-------- Records for the exercise --------
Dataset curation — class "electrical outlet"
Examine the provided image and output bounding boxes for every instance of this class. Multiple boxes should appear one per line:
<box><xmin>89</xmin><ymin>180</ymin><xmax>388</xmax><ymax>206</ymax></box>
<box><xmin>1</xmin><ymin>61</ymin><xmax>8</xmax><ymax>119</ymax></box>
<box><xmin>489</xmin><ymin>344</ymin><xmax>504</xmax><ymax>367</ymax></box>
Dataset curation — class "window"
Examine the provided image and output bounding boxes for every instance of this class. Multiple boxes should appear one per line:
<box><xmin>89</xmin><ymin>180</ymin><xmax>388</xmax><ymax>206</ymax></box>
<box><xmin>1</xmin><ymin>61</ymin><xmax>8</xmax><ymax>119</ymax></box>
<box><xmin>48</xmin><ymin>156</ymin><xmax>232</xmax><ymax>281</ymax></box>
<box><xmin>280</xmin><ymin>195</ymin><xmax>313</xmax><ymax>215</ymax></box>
--------
Turn the data above into a two-column CSV with the header input,output and one row for each class. Put the text given for that class in input and the boxes that answer it in output, quoting every field and replacing line breaks with spaces.

_Result of this task:_
input,output
"Dataset curation — class ""electrical outlet"" Examine the provided image and output bounding boxes for every instance of this class. Multiple boxes should appear one per line: <box><xmin>89</xmin><ymin>180</ymin><xmax>388</xmax><ymax>206</ymax></box> <box><xmin>1</xmin><ymin>61</ymin><xmax>8</xmax><ymax>119</ymax></box>","<box><xmin>489</xmin><ymin>344</ymin><xmax>504</xmax><ymax>367</ymax></box>"
"Dataset curation — class ""window"" Examine the provided image and output bounding boxes for every instance of this class. Multiple boxes should appear one per line: <box><xmin>89</xmin><ymin>180</ymin><xmax>388</xmax><ymax>206</ymax></box> <box><xmin>1</xmin><ymin>61</ymin><xmax>8</xmax><ymax>119</ymax></box>","<box><xmin>48</xmin><ymin>156</ymin><xmax>232</xmax><ymax>281</ymax></box> <box><xmin>280</xmin><ymin>195</ymin><xmax>313</xmax><ymax>215</ymax></box>"